==== Extract provided

New department ensures continued safe surgical care at RIH

The Medical Device Reprocessing area is responsible for the cleaning and sterilization of medical equipment and surgical tools

Interior Health

A new and improved Medical Device Reprocessing department at Royal Inland Hospital in Kamloops was unveiled Friday as part of a $10.75 million overhaul to the unit, which included a major renovation and new state-of-the-art equipment.

“The redevelopment of the Medical Device Reprocessing unit at Royal Inland, along with the introduction of new, cutting edge equipment, will help ensure uninterrupted quality care for Kamloops-area patients for years to come,” said Kamloops North Thompson MLA Terry Lake.

The Medical Device Reprocessing area is responsible for the cleaning and sterilization of medical equipment and surgical tools.

In 2010 Interior Health enlisted an external consultant to conduct a thorough review of the RIH Medical Device Reprocessing unit. This was in response to issues raised that year regarding equipment cleaning and sterilization. The resulting report made several recommendations, the most significant being unit redesign and renovation and the purchase of new equipment.

This major project was approached in phases to allow surgical procedures to continue uninterrupted at the hospital. The first phase, which consisted of the redesign and expansion of the MDR unit and installation of new sterilization equipment, is now complete.

========
==== Input data

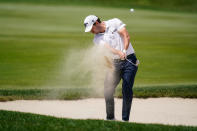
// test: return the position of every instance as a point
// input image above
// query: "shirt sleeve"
(118, 24)
(98, 41)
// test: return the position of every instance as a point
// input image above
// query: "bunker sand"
(173, 111)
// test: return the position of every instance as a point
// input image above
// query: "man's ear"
(97, 22)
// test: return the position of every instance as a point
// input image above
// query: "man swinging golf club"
(114, 36)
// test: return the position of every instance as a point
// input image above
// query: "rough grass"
(182, 91)
(25, 121)
(36, 39)
(175, 5)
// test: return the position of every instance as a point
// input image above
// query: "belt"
(128, 56)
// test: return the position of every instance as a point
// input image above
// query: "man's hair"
(99, 21)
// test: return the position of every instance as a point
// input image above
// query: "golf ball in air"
(131, 10)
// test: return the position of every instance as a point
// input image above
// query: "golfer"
(114, 36)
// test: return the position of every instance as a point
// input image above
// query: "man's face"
(96, 28)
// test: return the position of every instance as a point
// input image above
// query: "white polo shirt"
(112, 37)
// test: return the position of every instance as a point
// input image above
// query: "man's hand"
(122, 55)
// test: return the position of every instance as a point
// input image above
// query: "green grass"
(175, 5)
(183, 91)
(25, 121)
(35, 41)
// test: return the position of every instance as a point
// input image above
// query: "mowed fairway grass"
(25, 121)
(36, 39)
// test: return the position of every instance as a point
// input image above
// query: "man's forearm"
(114, 51)
(125, 35)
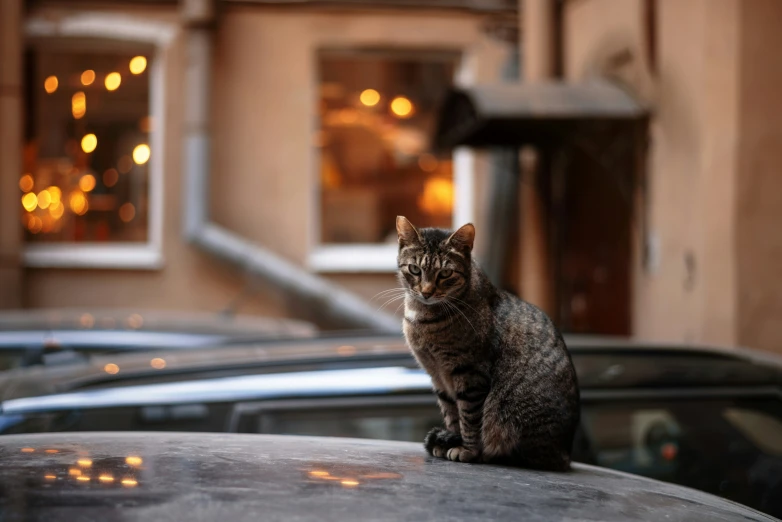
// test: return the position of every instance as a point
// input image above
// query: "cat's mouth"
(434, 299)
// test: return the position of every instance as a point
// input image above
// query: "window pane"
(86, 148)
(377, 112)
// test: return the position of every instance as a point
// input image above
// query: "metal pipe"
(320, 300)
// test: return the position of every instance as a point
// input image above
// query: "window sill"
(117, 256)
(380, 258)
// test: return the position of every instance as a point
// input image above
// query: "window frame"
(123, 28)
(381, 257)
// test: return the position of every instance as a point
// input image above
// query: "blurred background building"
(252, 156)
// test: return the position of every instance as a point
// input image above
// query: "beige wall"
(264, 168)
(759, 206)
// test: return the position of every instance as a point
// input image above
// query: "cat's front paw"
(462, 454)
(439, 440)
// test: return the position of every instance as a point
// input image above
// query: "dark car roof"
(205, 477)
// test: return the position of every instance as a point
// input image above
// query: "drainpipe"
(321, 301)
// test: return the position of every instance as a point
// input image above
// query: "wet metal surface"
(205, 477)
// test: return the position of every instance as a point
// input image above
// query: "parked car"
(32, 337)
(208, 477)
(706, 418)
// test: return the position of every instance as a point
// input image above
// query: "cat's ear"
(463, 238)
(407, 233)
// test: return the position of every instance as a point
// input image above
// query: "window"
(377, 111)
(91, 181)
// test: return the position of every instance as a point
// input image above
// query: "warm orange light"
(79, 105)
(369, 97)
(87, 182)
(29, 201)
(427, 162)
(50, 84)
(89, 143)
(402, 107)
(141, 153)
(134, 461)
(110, 177)
(87, 77)
(138, 64)
(44, 199)
(26, 183)
(112, 81)
(127, 212)
(56, 210)
(437, 197)
(78, 203)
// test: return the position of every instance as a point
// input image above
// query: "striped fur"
(501, 372)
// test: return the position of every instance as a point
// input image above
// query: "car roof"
(600, 362)
(205, 477)
(62, 320)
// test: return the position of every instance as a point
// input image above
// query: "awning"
(520, 114)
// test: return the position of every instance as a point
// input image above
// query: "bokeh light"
(402, 107)
(29, 201)
(89, 143)
(50, 84)
(113, 80)
(26, 183)
(138, 64)
(87, 77)
(369, 97)
(87, 182)
(141, 153)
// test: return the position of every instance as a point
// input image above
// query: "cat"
(503, 377)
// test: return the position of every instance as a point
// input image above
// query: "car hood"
(204, 477)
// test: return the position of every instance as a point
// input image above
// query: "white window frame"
(147, 255)
(381, 257)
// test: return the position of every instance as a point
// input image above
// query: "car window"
(730, 448)
(385, 422)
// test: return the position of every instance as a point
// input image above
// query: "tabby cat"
(502, 374)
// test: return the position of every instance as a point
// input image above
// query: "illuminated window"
(80, 144)
(377, 112)
(91, 184)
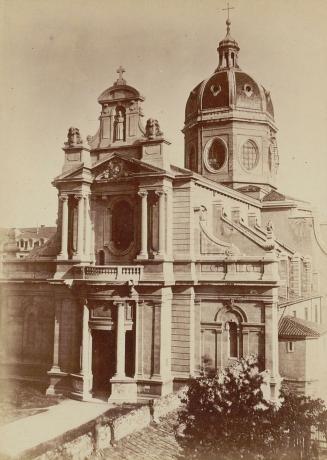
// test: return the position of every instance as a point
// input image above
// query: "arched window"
(216, 156)
(192, 160)
(249, 155)
(233, 340)
(101, 257)
(122, 233)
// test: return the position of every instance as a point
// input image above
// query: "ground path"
(155, 442)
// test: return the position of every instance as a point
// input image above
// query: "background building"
(157, 271)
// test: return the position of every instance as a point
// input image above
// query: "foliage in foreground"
(225, 416)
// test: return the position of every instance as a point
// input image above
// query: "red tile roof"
(290, 326)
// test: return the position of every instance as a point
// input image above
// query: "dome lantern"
(228, 51)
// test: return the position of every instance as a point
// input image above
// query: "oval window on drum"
(216, 155)
(122, 225)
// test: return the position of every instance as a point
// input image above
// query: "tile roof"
(297, 327)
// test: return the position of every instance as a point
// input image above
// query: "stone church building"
(157, 271)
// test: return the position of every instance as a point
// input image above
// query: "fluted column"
(271, 346)
(120, 340)
(55, 373)
(162, 222)
(64, 227)
(86, 352)
(80, 226)
(56, 338)
(87, 226)
(144, 225)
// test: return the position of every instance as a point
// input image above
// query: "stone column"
(56, 337)
(80, 226)
(120, 341)
(271, 347)
(169, 223)
(162, 222)
(64, 227)
(295, 276)
(55, 371)
(87, 227)
(144, 225)
(86, 351)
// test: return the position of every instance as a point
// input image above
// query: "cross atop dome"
(228, 47)
(120, 80)
(228, 21)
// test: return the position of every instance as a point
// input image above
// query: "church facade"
(158, 271)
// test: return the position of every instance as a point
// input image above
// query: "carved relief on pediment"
(115, 169)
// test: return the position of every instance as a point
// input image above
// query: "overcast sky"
(58, 56)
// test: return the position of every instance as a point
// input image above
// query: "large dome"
(229, 89)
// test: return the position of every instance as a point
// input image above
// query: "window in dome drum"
(216, 155)
(249, 155)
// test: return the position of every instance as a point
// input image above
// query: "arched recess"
(233, 313)
(30, 334)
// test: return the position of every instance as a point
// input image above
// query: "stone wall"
(103, 432)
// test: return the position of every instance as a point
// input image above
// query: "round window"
(249, 155)
(216, 155)
(122, 225)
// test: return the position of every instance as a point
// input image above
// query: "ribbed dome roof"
(229, 89)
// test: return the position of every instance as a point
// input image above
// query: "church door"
(103, 360)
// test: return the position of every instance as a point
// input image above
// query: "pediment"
(117, 167)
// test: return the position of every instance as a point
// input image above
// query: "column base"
(62, 257)
(123, 390)
(142, 256)
(58, 381)
(154, 387)
(81, 386)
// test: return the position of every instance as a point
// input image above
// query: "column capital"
(160, 192)
(142, 193)
(118, 303)
(63, 196)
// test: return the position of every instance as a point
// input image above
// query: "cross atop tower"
(228, 22)
(228, 9)
(121, 80)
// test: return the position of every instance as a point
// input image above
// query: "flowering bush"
(225, 416)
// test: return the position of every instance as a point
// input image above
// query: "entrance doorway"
(103, 360)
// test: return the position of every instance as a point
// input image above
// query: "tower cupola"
(228, 51)
(230, 132)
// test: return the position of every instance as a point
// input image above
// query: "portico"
(108, 350)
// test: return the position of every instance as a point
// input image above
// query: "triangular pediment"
(77, 173)
(116, 167)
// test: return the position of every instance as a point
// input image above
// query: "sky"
(58, 56)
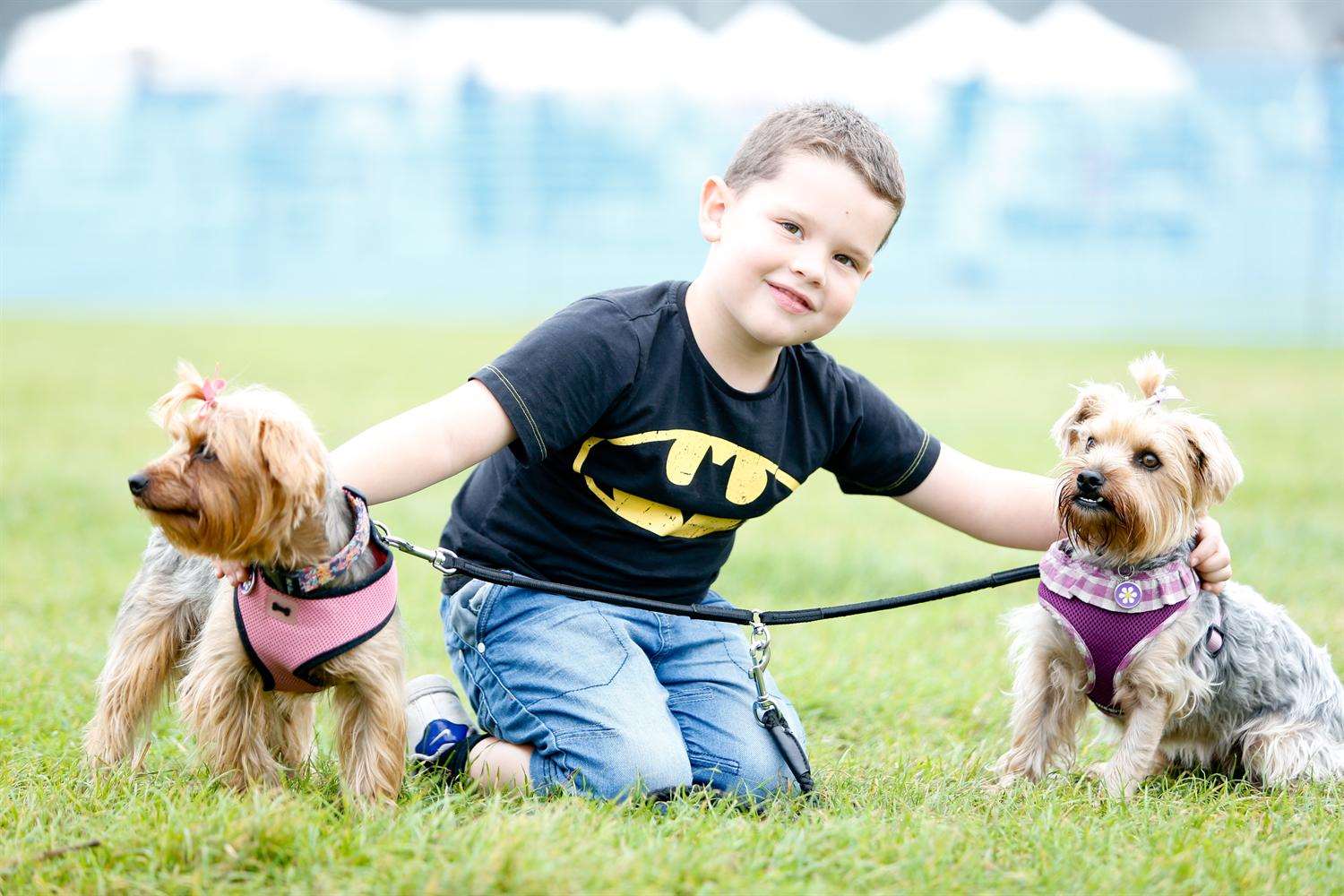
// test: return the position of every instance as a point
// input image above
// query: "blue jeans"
(615, 700)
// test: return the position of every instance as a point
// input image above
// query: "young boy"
(624, 441)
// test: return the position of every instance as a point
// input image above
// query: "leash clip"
(438, 557)
(760, 659)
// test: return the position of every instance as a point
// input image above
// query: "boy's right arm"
(416, 449)
(424, 445)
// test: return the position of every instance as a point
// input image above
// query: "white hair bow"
(1166, 394)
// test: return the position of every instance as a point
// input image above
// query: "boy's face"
(788, 254)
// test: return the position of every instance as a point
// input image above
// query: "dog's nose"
(139, 482)
(1090, 481)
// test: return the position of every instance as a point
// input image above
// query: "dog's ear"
(1091, 401)
(292, 454)
(1215, 468)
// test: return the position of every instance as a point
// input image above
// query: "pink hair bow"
(210, 390)
(1166, 394)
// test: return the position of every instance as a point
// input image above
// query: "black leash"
(451, 563)
(734, 614)
(766, 712)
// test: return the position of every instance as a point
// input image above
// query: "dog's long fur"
(1268, 705)
(247, 479)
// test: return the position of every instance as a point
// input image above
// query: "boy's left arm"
(1018, 511)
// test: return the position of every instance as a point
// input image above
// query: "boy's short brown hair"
(824, 129)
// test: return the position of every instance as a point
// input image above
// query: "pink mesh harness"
(288, 635)
(1113, 616)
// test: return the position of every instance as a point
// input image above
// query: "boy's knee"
(617, 764)
(754, 777)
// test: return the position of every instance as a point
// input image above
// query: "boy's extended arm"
(1002, 506)
(414, 450)
(1018, 511)
(424, 445)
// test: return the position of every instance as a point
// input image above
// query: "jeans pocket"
(468, 608)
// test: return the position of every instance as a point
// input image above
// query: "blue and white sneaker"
(435, 720)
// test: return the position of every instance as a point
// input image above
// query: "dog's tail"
(1150, 373)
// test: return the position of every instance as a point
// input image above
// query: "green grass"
(903, 710)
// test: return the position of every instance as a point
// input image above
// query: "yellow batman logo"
(746, 482)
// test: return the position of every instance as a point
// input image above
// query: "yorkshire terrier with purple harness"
(247, 479)
(1188, 677)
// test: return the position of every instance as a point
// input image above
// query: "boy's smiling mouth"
(790, 300)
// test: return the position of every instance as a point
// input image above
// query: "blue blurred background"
(322, 155)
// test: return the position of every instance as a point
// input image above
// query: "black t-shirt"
(636, 462)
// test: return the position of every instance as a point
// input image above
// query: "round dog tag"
(1128, 595)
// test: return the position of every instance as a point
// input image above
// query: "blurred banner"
(1064, 174)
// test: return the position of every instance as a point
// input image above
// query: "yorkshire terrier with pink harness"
(247, 479)
(1187, 677)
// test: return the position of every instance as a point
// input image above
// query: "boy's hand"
(1211, 557)
(231, 570)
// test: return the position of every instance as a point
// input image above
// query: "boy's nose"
(809, 269)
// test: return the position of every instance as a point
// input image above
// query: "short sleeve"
(879, 449)
(559, 379)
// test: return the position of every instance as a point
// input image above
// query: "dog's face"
(242, 473)
(1136, 477)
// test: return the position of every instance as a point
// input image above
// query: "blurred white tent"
(518, 51)
(1073, 48)
(768, 53)
(956, 42)
(771, 51)
(104, 48)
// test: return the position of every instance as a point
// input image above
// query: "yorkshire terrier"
(1188, 678)
(247, 479)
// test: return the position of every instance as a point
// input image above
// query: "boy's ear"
(714, 201)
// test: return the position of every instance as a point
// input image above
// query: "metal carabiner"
(438, 557)
(760, 661)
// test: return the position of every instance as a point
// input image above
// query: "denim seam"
(728, 651)
(561, 759)
(663, 637)
(625, 659)
(702, 761)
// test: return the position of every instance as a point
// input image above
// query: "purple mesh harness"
(1113, 616)
(290, 630)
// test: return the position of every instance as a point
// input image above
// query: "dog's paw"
(1003, 783)
(1115, 780)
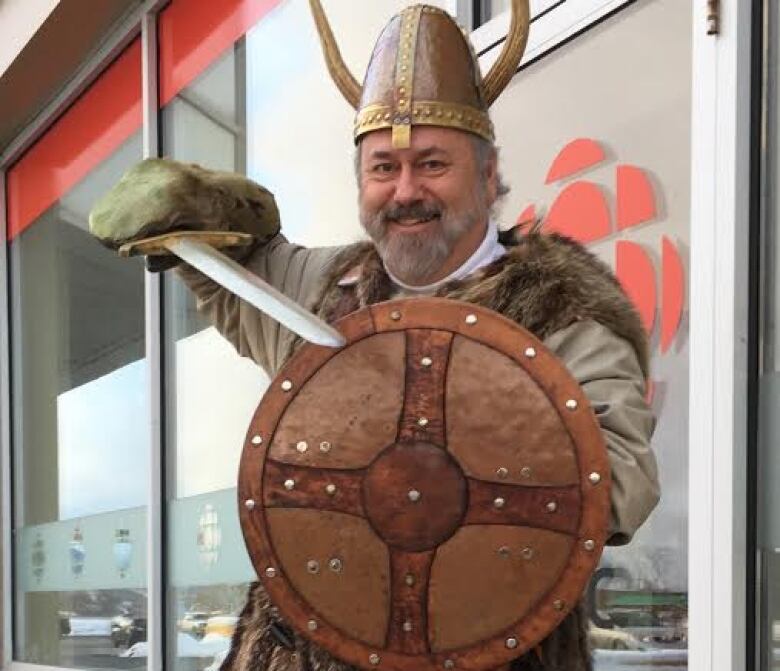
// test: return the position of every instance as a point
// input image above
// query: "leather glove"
(160, 196)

========

* **Things to do**:
a) According to the article on the Royal Inland Hospital reprocessing department, what did the first phase of the project consist of?
b) Continue the article on the Royal Inland Hospital reprocessing department from the point where it ends.

* **Results of the tasks**:
a) The redesign and expansion of the Medical Device Reprocessing unit and the installation of new sterilization equipment.

b)
With the new area complete, a new dedicated elevator is being installed to support delivery of surgical tools between operating rooms and the MDR unit, and renovations to the supply room and implementation of a new case cart delivery system will now occur. This second phase will be complete by early 2013.

More than 11,000 items surgical tools and pieces of medical equipment are cleaned, sterilized, packaged and delivered by the Medical Device Reprocessing department each month.  The department supports RIH as well as the health centers in Merritt and Chase.

The Thompson Regional Hospital District funded 40 per cent of the $10.75-million total project cost, with the remaining capital expense coming from the province.

“We are very pleased to be celebrating the completion of this redevelopment, especially as it supports not only RIH but the whole region. RIH is an important referral centre, and of course there are neighboring community hospitals which rely on the sterilization and cleaning services of this department as well,” said Thompson Regional Hospital chair Peter Milobar.